## [Given records]
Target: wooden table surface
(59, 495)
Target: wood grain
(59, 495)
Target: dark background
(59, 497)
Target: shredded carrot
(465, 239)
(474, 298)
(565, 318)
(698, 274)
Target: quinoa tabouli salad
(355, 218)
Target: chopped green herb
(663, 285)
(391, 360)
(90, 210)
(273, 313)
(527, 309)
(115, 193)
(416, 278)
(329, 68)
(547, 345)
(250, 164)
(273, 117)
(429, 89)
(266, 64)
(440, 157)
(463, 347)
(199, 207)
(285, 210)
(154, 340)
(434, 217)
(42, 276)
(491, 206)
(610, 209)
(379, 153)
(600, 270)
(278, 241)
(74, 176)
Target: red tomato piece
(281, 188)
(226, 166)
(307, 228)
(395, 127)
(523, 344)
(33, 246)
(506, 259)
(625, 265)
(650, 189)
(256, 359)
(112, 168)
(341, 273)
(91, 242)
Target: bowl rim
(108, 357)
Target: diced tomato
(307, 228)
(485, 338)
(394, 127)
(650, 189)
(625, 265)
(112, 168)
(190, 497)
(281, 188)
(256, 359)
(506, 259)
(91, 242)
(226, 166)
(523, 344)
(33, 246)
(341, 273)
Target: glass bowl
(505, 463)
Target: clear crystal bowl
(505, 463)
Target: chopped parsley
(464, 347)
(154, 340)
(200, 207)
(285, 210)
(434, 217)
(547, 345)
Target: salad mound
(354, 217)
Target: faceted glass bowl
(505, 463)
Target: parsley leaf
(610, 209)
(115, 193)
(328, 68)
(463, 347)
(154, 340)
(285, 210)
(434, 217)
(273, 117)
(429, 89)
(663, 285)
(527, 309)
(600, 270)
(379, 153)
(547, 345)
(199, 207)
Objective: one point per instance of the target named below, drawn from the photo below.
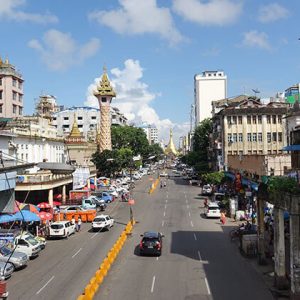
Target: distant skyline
(152, 49)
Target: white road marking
(207, 286)
(94, 235)
(200, 258)
(44, 285)
(152, 286)
(76, 252)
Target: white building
(88, 120)
(152, 133)
(208, 86)
(36, 141)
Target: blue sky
(152, 50)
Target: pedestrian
(73, 221)
(223, 218)
(79, 224)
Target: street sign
(131, 201)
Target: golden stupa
(171, 150)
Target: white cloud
(59, 50)
(134, 100)
(272, 12)
(212, 12)
(139, 17)
(256, 39)
(10, 10)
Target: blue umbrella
(7, 218)
(26, 216)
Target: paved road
(197, 262)
(64, 268)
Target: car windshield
(99, 220)
(5, 251)
(57, 226)
(31, 240)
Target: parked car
(151, 243)
(206, 190)
(26, 244)
(6, 269)
(61, 229)
(17, 259)
(101, 222)
(213, 210)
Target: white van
(61, 229)
(27, 244)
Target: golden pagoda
(171, 150)
(104, 94)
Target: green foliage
(278, 185)
(198, 158)
(214, 178)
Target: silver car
(17, 259)
(6, 269)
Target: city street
(197, 262)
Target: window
(229, 138)
(234, 137)
(259, 119)
(259, 137)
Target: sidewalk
(265, 271)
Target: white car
(213, 210)
(61, 229)
(102, 221)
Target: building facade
(11, 91)
(87, 118)
(244, 127)
(208, 86)
(151, 133)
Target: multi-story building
(151, 133)
(11, 91)
(36, 140)
(249, 135)
(208, 86)
(88, 120)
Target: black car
(151, 243)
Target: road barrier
(153, 186)
(93, 286)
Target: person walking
(79, 224)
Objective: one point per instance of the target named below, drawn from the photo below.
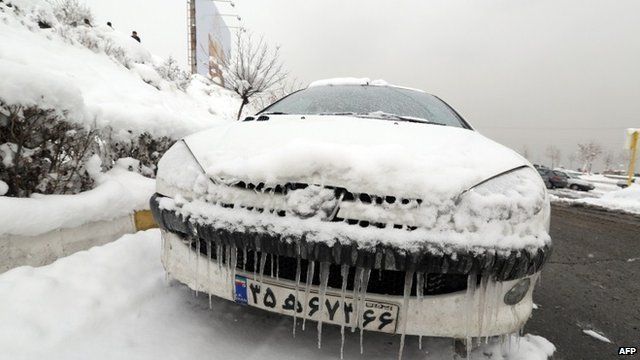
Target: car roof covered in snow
(356, 81)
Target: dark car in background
(553, 179)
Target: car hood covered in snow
(364, 155)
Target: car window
(367, 100)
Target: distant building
(209, 39)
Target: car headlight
(512, 203)
(517, 292)
(178, 172)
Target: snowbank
(119, 192)
(112, 302)
(99, 77)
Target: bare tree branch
(252, 69)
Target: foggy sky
(525, 73)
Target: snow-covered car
(574, 182)
(359, 204)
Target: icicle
(324, 278)
(167, 258)
(469, 309)
(209, 280)
(363, 293)
(295, 297)
(263, 261)
(482, 305)
(197, 265)
(244, 259)
(408, 283)
(345, 274)
(255, 265)
(227, 264)
(420, 285)
(219, 255)
(357, 280)
(310, 270)
(272, 274)
(232, 265)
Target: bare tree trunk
(240, 110)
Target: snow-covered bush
(70, 90)
(170, 71)
(145, 148)
(41, 152)
(72, 12)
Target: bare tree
(525, 152)
(277, 92)
(588, 153)
(553, 153)
(572, 160)
(253, 68)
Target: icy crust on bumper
(349, 245)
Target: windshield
(370, 101)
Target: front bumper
(461, 314)
(501, 266)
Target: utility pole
(633, 145)
(191, 35)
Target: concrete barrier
(43, 249)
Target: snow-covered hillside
(97, 75)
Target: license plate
(279, 298)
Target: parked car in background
(574, 182)
(623, 183)
(553, 179)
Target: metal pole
(632, 163)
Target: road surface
(591, 282)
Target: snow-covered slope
(81, 71)
(112, 302)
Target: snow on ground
(627, 200)
(596, 335)
(81, 71)
(607, 194)
(113, 302)
(118, 192)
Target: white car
(359, 204)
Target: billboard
(209, 39)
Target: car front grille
(345, 197)
(385, 282)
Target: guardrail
(43, 249)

## [Problem to solve]
The whole listing is to be written out exactly; the pictures stay out of the copy.

## [Solution for this task]
Target: wooden table surface
(59, 495)
Target: wood grain
(59, 495)
Target: dark background
(59, 497)
Target: shredded carrot
(465, 239)
(474, 298)
(565, 318)
(698, 274)
Target: quinoa tabouli salad
(355, 218)
Target: chopped green herb
(663, 285)
(391, 360)
(90, 210)
(273, 313)
(527, 309)
(115, 193)
(416, 278)
(329, 68)
(547, 345)
(250, 164)
(273, 117)
(429, 89)
(266, 64)
(440, 157)
(463, 347)
(199, 207)
(285, 210)
(154, 340)
(434, 217)
(42, 276)
(491, 206)
(610, 209)
(379, 153)
(600, 270)
(278, 241)
(74, 176)
Target: red tomato piece
(281, 188)
(226, 166)
(307, 228)
(395, 127)
(523, 344)
(33, 246)
(506, 259)
(625, 265)
(650, 189)
(256, 359)
(112, 168)
(341, 273)
(91, 242)
Target: bowl rim
(108, 357)
Target: diced tomato
(307, 228)
(485, 338)
(394, 127)
(650, 189)
(625, 265)
(112, 168)
(190, 497)
(281, 188)
(256, 359)
(506, 259)
(91, 242)
(226, 166)
(523, 344)
(33, 246)
(341, 273)
Target: glass bowl
(505, 463)
Target: clear crystal bowl
(505, 463)
Target: chopped parsley
(464, 347)
(154, 340)
(200, 207)
(285, 210)
(434, 217)
(547, 345)
Target: salad mound
(354, 217)
Target: faceted glass bowl
(505, 463)
Target: parsley leaf
(610, 209)
(115, 193)
(328, 68)
(463, 347)
(154, 340)
(285, 210)
(434, 217)
(273, 117)
(429, 89)
(663, 285)
(527, 309)
(600, 270)
(379, 153)
(547, 345)
(199, 207)
Objective: one point per instance of the target named below, drawn from the photo below.
Target: distant skyline
(152, 49)
Target: white road marking
(207, 286)
(94, 235)
(200, 258)
(44, 285)
(152, 286)
(76, 252)
Target: white building
(88, 120)
(152, 133)
(208, 86)
(36, 141)
Target: blue sky
(152, 50)
Target: pedestrian
(73, 221)
(223, 218)
(79, 224)
Target: street sign
(131, 201)
Target: golden stupa
(171, 150)
Target: white cloud
(59, 50)
(134, 100)
(272, 12)
(212, 12)
(139, 17)
(256, 39)
(10, 10)
Target: blue umbrella
(7, 218)
(26, 216)
Target: paved road
(197, 262)
(64, 268)
Target: car windshield
(99, 220)
(5, 251)
(57, 226)
(31, 240)
Target: parked car
(151, 243)
(206, 190)
(26, 244)
(6, 269)
(61, 229)
(17, 259)
(101, 222)
(213, 210)
Target: white van
(61, 229)
(27, 244)
Target: golden pagoda
(171, 150)
(104, 94)
Target: green foliage
(278, 185)
(198, 158)
(214, 178)
Target: silver car
(17, 259)
(6, 269)
Target: city street
(197, 262)
Target: window
(229, 138)
(234, 137)
(259, 119)
(259, 137)
Target: sidewalk
(265, 271)
Target: white car
(213, 210)
(61, 229)
(102, 221)
Target: building facade
(11, 91)
(87, 118)
(244, 127)
(208, 86)
(151, 133)
Target: multi-story building
(151, 133)
(11, 91)
(36, 140)
(249, 135)
(208, 86)
(88, 120)
Target: black car
(151, 243)
Target: road barrier
(153, 186)
(93, 286)
Target: person walking
(79, 224)
Objective: one point per instance of the target named below, drawn from the photo below.
Target: car roof covered in snow
(356, 81)
Target: dark car in background
(553, 179)
Target: car hood covered in snow
(364, 155)
Target: car window
(367, 100)
Target: distant building
(209, 39)
Target: car headlight
(512, 203)
(517, 292)
(178, 172)
Target: snowbank
(119, 192)
(112, 302)
(99, 77)
Target: bare tree branch
(252, 69)
Target: foggy sky
(525, 73)
Target: snow-covered car
(574, 182)
(359, 204)
Target: icicle
(324, 278)
(167, 258)
(469, 309)
(209, 280)
(363, 293)
(295, 297)
(263, 261)
(482, 305)
(197, 265)
(244, 259)
(408, 283)
(345, 274)
(255, 265)
(227, 264)
(420, 285)
(219, 255)
(357, 280)
(310, 270)
(272, 274)
(232, 265)
Target: bare tree trunk
(240, 110)
Target: snow-covered bush
(70, 90)
(170, 71)
(145, 148)
(41, 152)
(72, 12)
Target: bare tree
(525, 152)
(277, 92)
(588, 153)
(553, 153)
(572, 160)
(253, 68)
Target: icy crust on bumper
(349, 245)
Target: windshield
(370, 101)
Target: front bumper
(461, 314)
(501, 266)
Target: utility pole
(633, 145)
(191, 35)
Target: concrete barrier
(43, 249)
Target: snow-covered hillside
(97, 75)
Target: license plate
(279, 298)
Target: parked car in background
(574, 182)
(623, 183)
(553, 179)
Target: metal pole
(632, 163)
Target: road surface
(591, 282)
Target: snow-covered slope
(81, 71)
(112, 302)
Target: snow on ground
(627, 200)
(596, 335)
(81, 71)
(607, 194)
(113, 302)
(118, 192)
Target: white car
(359, 204)
Target: billboard
(209, 39)
Target: car front grille
(345, 197)
(385, 282)
Target: guardrail
(43, 249)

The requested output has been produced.